YOUR GOAL: Drop every picture and give the entries back exactly.

Records from a dataset:
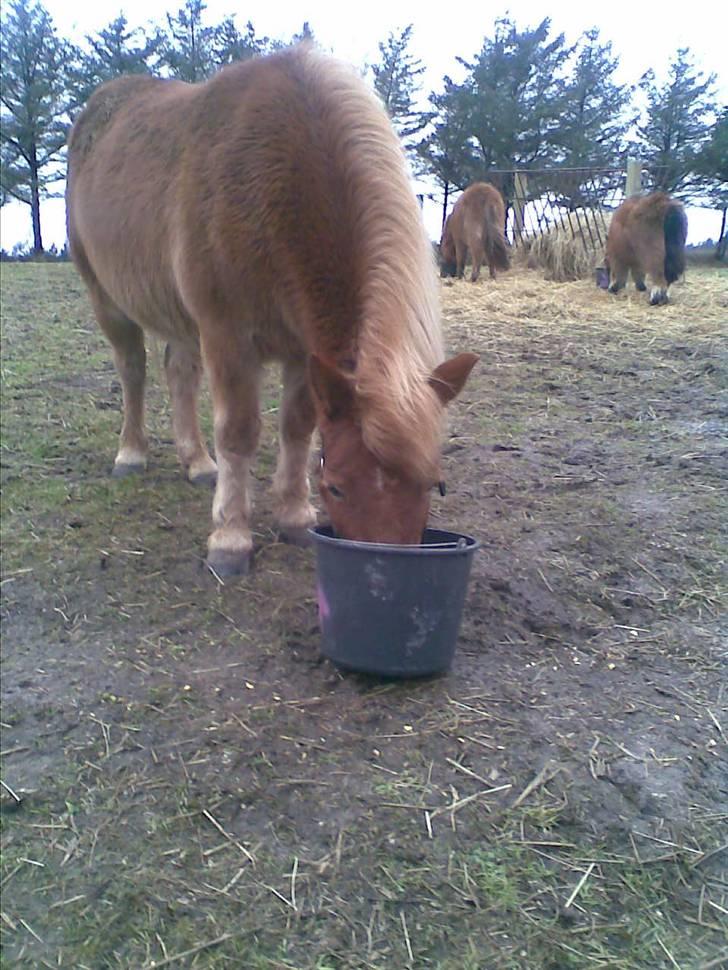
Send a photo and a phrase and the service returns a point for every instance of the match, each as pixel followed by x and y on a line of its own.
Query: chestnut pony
pixel 267 214
pixel 647 237
pixel 476 225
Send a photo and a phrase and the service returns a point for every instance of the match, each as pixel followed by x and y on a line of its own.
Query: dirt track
pixel 196 780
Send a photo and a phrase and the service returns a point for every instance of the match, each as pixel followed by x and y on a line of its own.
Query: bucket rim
pixel 446 548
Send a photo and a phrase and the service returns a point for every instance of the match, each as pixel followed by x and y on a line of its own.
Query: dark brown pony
pixel 647 238
pixel 267 214
pixel 476 225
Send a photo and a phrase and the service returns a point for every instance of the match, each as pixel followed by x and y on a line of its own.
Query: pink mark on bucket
pixel 324 611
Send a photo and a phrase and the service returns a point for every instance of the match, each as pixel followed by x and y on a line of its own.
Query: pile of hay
pixel 571 250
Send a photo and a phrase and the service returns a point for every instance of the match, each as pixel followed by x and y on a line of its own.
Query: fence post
pixel 634 177
pixel 520 189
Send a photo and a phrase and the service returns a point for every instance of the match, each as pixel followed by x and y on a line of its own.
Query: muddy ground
pixel 188 782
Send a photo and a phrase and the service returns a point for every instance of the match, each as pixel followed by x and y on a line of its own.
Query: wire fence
pixel 538 201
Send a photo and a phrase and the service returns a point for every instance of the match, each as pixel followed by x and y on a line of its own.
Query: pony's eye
pixel 334 492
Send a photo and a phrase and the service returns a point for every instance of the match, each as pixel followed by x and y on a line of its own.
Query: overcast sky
pixel 643 36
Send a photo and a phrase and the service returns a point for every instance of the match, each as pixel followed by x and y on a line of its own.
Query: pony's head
pixel 447 255
pixel 366 500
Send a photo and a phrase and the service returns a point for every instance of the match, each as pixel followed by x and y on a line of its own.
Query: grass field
pixel 187 783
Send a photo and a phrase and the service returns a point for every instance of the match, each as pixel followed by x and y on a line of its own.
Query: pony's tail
pixel 676 232
pixel 495 242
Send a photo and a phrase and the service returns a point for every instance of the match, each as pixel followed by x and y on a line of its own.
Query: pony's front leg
pixel 184 370
pixel 234 375
pixel 617 277
pixel 291 489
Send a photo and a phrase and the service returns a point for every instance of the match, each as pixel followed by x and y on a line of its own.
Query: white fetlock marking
pixel 230 540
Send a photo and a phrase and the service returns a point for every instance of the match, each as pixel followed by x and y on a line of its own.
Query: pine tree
pixel 594 115
pixel 187 51
pixel 35 108
pixel 397 82
pixel 678 122
pixel 115 50
pixel 711 167
pixel 514 95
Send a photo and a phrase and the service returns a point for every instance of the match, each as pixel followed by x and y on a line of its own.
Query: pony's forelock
pixel 399 340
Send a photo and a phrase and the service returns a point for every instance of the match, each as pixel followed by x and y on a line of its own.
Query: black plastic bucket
pixel 388 609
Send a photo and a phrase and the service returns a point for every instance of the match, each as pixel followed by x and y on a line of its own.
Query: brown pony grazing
pixel 267 214
pixel 647 237
pixel 476 225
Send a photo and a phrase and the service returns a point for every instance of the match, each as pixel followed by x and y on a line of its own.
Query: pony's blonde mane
pixel 399 340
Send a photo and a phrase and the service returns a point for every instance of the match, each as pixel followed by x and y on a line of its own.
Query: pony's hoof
pixel 124 469
pixel 295 535
pixel 225 564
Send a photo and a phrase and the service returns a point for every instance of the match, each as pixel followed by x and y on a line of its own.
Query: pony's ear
pixel 332 388
pixel 449 378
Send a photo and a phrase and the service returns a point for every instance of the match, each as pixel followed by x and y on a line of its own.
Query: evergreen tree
pixel 445 152
pixel 397 82
pixel 115 50
pixel 711 167
pixel 34 119
pixel 678 121
pixel 593 118
pixel 230 45
pixel 514 95
pixel 187 50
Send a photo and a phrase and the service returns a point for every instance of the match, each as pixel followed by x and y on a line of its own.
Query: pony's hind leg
pixel 461 255
pixel 233 370
pixel 638 275
pixel 127 341
pixel 617 276
pixel 655 265
pixel 183 368
pixel 291 489
pixel 477 255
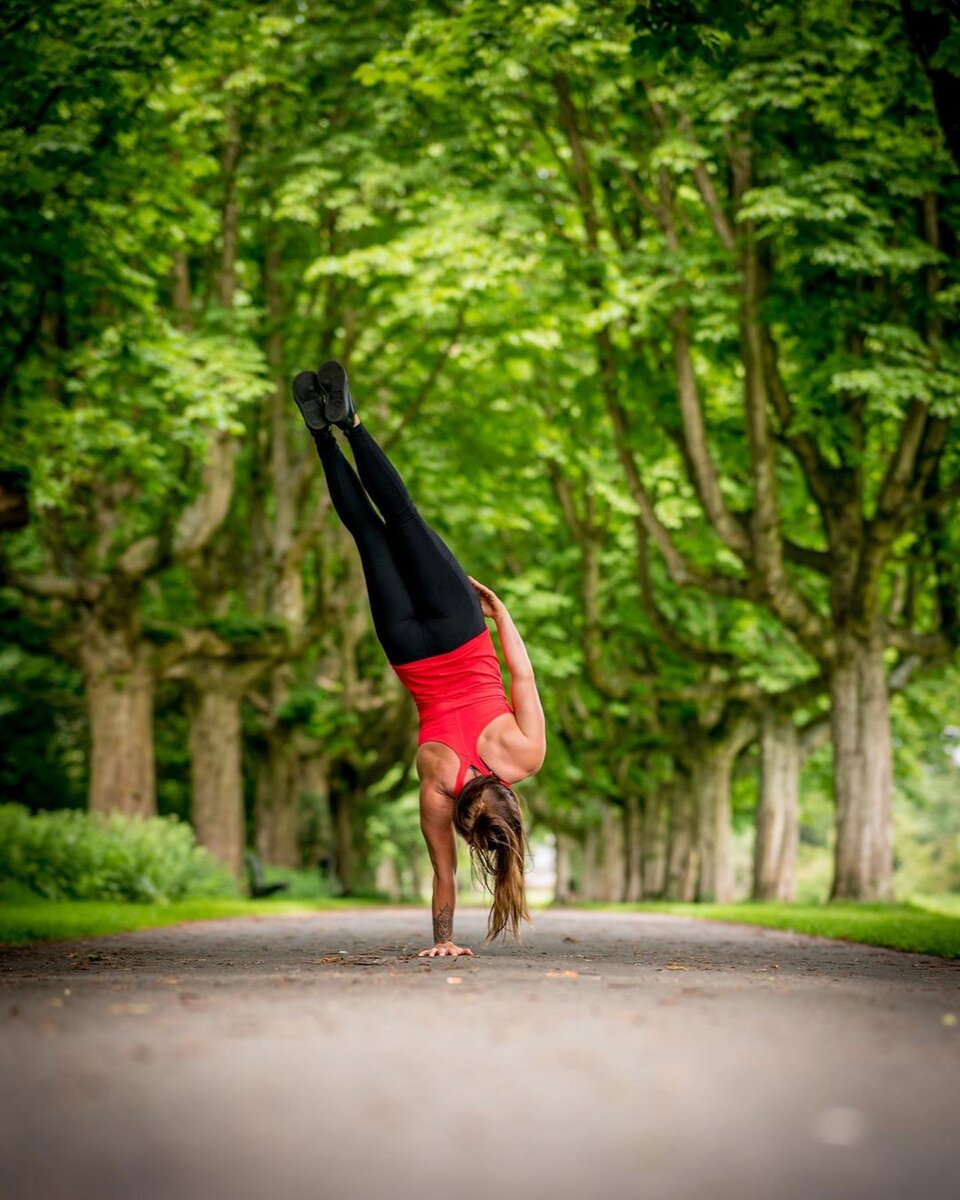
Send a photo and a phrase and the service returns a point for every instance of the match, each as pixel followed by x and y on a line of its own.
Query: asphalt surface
pixel 609 1056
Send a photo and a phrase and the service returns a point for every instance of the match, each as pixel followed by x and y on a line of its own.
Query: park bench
pixel 258 886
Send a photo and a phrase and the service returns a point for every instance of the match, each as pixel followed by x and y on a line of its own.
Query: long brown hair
pixel 486 814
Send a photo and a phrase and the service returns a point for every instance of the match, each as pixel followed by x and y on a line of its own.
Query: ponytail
pixel 486 814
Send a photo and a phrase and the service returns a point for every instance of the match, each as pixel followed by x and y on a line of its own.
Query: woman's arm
pixel 437 827
pixel 525 697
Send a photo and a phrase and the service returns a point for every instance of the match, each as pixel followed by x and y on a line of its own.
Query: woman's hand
pixel 442 949
pixel 490 603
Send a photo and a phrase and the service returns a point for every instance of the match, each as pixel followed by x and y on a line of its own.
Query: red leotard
pixel 457 695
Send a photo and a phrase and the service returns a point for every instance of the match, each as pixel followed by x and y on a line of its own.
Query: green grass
pixel 925 925
pixel 42 921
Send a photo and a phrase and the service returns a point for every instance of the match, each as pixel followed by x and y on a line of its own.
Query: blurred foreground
pixel 610 1055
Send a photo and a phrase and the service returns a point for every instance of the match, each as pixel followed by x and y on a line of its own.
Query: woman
pixel 429 617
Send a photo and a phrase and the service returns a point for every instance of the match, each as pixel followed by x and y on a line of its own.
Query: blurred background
pixel 653 305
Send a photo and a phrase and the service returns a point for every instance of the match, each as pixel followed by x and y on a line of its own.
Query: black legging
pixel 423 603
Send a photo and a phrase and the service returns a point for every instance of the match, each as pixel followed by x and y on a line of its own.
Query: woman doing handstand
pixel 429 616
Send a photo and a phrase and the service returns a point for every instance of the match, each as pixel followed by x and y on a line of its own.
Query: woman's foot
pixel 310 400
pixel 340 408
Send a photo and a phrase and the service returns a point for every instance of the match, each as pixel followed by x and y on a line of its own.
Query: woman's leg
pixel 437 583
pixel 399 629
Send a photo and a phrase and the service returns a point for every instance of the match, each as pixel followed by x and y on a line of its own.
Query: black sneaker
pixel 310 400
pixel 340 408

OUTPUT FOR THIS TASK:
Send a photo and a phrase and the service returns a point for every instance of the match, each as pixel followed by x and y on a line of its own.
Query: chestnut pony
pixel 267 214
pixel 647 237
pixel 476 225
Send a photo and a phrase and the service returns a point for every instance of the match, each as pixel followed by x and y on a line of its own.
Query: dirt track
pixel 196 780
Send a photo and a phrase and the service returns a point for every instance of the match, each as pixel followed by x and y on a line of its own.
Query: bucket rim
pixel 446 548
Send a photo and a phrase and the service returns a point for every instance of the match, each as pixel followed by x and y on a line of its own.
Query: dark brown pony
pixel 647 238
pixel 267 214
pixel 476 225
Send a photo and a phrase and the service returns a point for every instance of the match, each as pixel followed by x and y on a line of its own.
Query: pink mark on bucket
pixel 324 611
Send a photo and a phrase and the service returns a point for every instance of the match, each as pixel followed by x and y on a line of its own.
Query: pile of hay
pixel 571 250
Send a photo and a phrase and the service returns a point for every instance of the match, each as pixel followed by x and y on a line of its own.
Query: fence post
pixel 634 177
pixel 520 189
Send a photo and a phrase and the service returns a point for every instance of the match, each as pixel followed by x and y on a line of its own.
Query: muddy ground
pixel 188 782
Send a photo and a phrase and the service returns a point for every instance of the match, each as pixel followed by x and y on a line of its own.
Query: wire fence
pixel 538 201
Send a photo and a phrase and the service returns a point for every instance of the match, each as pixel followed by x and y on a line of its own.
Query: pony's eye
pixel 334 492
Send a photo and a phrase and the service returns a point for every instance of the match, each as pixel followed by x and y on a line of its own.
Query: overcast sky
pixel 643 36
Send a photo and a phrase and the service returns a point for every instance of the match, each as pixel followed by x and y on a line of its own.
Query: pony's head
pixel 447 255
pixel 366 500
Send a photo and a phrase and the service returns a point for every instance of the match, each as pixel followed by x and y on a line of its own.
Query: grass field
pixel 187 783
Send a photo and a phrase and the service returns a point for every instance of the match, each as pixel followed by x and y on a line of its own.
Query: pony's tail
pixel 676 232
pixel 495 242
Send a photo and a phrase and the service returns a point for every instance of the match, each as pixel followed by x and y on a line of its own.
Query: pony's front leg
pixel 184 370
pixel 234 375
pixel 617 277
pixel 291 489
Send a photo and a phrase and the service returns a point for every instance of the match, each as pixel followed by x and y on a line of its own.
Query: white fetlock marking
pixel 230 540
Send a photo and a phrase and the service returns a point for every instance of the match, each as pixel followed by x and y on a line of its own.
Query: pine tree
pixel 594 115
pixel 187 51
pixel 35 108
pixel 397 82
pixel 678 122
pixel 115 50
pixel 711 167
pixel 514 95
Send a photo and a phrase and the service returns a point for every instance of the match, each as pixel followed by x and y on a line of its own.
Query: pony's forelock
pixel 399 340
Send a photo and a phrase and the service returns a point for every instance of the match, each as pixel followed by x and y on a line of its own.
Query: black plastic bucket
pixel 388 609
Send a photo and a phrase and the service returns a point for every instance of the match, each as pixel followed by x and y on a line of its own.
Query: brown pony grazing
pixel 267 214
pixel 647 237
pixel 476 225
Send a photo and a phrase and the service returns a point for every instance of the match, each as pixel followed by x and y on a line of its own.
Query: pony's blonde mane
pixel 399 340
Send a photo and a phrase and the service returns a point for every instance of the match, each as pixel followed by x and y on a line of its own.
Query: pony's hoof
pixel 124 469
pixel 295 535
pixel 225 564
Send a photo and a phrase and the service returns a point for every instance of the match, each as pixel followed by x and y on a line of its own.
Query: pony's ear
pixel 332 388
pixel 449 378
Send a photo and a phrase and the service returns a point for every instance of the match, each as pixel followed by x and y on a line of its own.
Query: evergreen tree
pixel 445 152
pixel 397 82
pixel 115 50
pixel 711 167
pixel 34 119
pixel 678 121
pixel 593 118
pixel 230 45
pixel 514 95
pixel 187 50
Send a photo and a phrase and the service returns a point for every instance of the match, each as pixel followed by x and y on a line of its own.
Query: pony's hind leg
pixel 461 255
pixel 233 370
pixel 638 275
pixel 127 341
pixel 617 276
pixel 655 265
pixel 183 368
pixel 291 489
pixel 477 255
Send a photo and a phrase and the service returns a point for every instance of the match, each as pixel followed by x and y on a line of its own.
Query: asphalt surface
pixel 609 1056
Send a photo and a phrase and the service returns a point for every instance of the match, each as pixel followed by x and y on a line of its own.
Query: park bench
pixel 258 886
Send a photo and a phrase and the service returns a point for every instance of the match, each as pixel followed by x and y on a line of its own.
Query: long brown hair
pixel 486 814
Send a photo and a phrase and the service returns a point for every instance of the match, each as pixel followed by x and y on a line of its own.
Query: ponytail
pixel 486 814
Send a photo and a phrase and the service returns a point for every instance of the match, each as pixel followed by x and y on a line of its own.
Query: woman's arm
pixel 437 827
pixel 525 697
Send a photo and a phrase and the service returns a point for every instance of the match, each as pixel followed by x and y on a line of its own.
Query: woman's hand
pixel 442 949
pixel 490 603
Send a photo and a phrase and the service returns a point for every instance of the match, each as pixel followed by x and y on a line of its own.
Query: red leotard
pixel 457 695
Send a photo and a phrase and the service returns a point for every instance of the match, each as pixel followed by x and y on a line of its own.
Query: green grass
pixel 925 925
pixel 42 921
Send a photo and a phrase and the service returns a point for every instance of the match, each as pixel followed by x and y on a line of its own.
Query: blurred foreground
pixel 610 1055
Send a photo and a phrase and the service returns a point for every instance of the match, each as pixel followed by x and y on a line of its own.
Query: woman
pixel 429 617
Send a photo and a phrase and the service returns a point for every instance of the match, each as pixel followed by x and y on a line of its own.
Query: blurred background
pixel 653 305
Send a photo and a phrase and the service returns a point for every instance of the match, each as pixel followed by x and y on a line of its own.
Query: black legging
pixel 423 603
Send a photo and a phrase and the service returns a point for every instance of the match, each as pixel followed by x and y on a line of its own.
Query: woman doing handstand
pixel 429 616
Send a photo and a phrase and the service returns a point for every instance of the match, each as pixel followed by x and y on a line of its own.
Query: woman's foot
pixel 310 400
pixel 340 408
Send a photo and a phrase and the service returns a point for every instance of the match, each as pixel followed by x and y on a line of its own.
Query: woman's leg
pixel 437 583
pixel 399 629
Send a photo and a phrase and the service returns a point for every instance of the match, each as pixel followed by x and y on a line of its own.
Query: black sneaker
pixel 310 400
pixel 340 408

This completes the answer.